• **Problem requirements**: Using the entries that follow, write out the line containing "Target: denim button", the line containing "Format: (516,465)", and every line between them, exactly and nothing else.

• **Supplied information**:

....

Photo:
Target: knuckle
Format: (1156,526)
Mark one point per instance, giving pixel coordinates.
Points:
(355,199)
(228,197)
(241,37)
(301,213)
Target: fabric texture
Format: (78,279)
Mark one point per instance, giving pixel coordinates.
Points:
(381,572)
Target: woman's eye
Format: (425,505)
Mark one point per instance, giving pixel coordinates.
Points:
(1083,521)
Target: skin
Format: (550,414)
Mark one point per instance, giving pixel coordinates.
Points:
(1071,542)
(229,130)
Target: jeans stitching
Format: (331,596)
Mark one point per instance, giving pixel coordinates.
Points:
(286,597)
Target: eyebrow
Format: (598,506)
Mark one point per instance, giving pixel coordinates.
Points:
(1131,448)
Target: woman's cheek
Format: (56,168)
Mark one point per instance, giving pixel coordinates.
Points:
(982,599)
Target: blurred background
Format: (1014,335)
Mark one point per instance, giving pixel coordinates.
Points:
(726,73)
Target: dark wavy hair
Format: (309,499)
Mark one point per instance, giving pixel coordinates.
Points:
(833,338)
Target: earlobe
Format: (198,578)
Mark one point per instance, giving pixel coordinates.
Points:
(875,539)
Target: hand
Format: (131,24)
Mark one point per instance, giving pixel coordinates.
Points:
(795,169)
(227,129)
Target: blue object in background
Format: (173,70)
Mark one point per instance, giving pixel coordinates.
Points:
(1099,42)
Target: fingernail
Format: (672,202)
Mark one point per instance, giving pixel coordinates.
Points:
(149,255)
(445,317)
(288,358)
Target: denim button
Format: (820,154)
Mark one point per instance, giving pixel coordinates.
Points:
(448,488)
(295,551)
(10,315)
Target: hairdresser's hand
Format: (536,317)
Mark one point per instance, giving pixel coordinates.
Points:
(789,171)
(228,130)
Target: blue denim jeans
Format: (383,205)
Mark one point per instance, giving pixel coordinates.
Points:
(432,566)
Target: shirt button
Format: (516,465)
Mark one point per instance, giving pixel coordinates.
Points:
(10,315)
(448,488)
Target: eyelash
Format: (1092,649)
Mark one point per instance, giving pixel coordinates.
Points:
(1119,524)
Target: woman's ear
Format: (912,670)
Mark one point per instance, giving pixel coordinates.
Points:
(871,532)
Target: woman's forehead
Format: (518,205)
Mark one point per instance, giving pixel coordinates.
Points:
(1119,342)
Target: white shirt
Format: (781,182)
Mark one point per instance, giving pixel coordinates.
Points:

....

• **Solution**:
Target: denim button
Format: (820,154)
Mark one point per instance, giving pixel coordinates.
Points:
(448,488)
(295,551)
(10,315)
Target: hairdresser's hand
Format: (536,317)
Mark one point per instance, giving pixel coordinates.
Points:
(789,171)
(228,130)
Target: blue denim jeans
Format: (383,205)
Mark one point per instance, giving pixel coordinates.
Points:
(432,566)
Target: shirt button
Format: (516,465)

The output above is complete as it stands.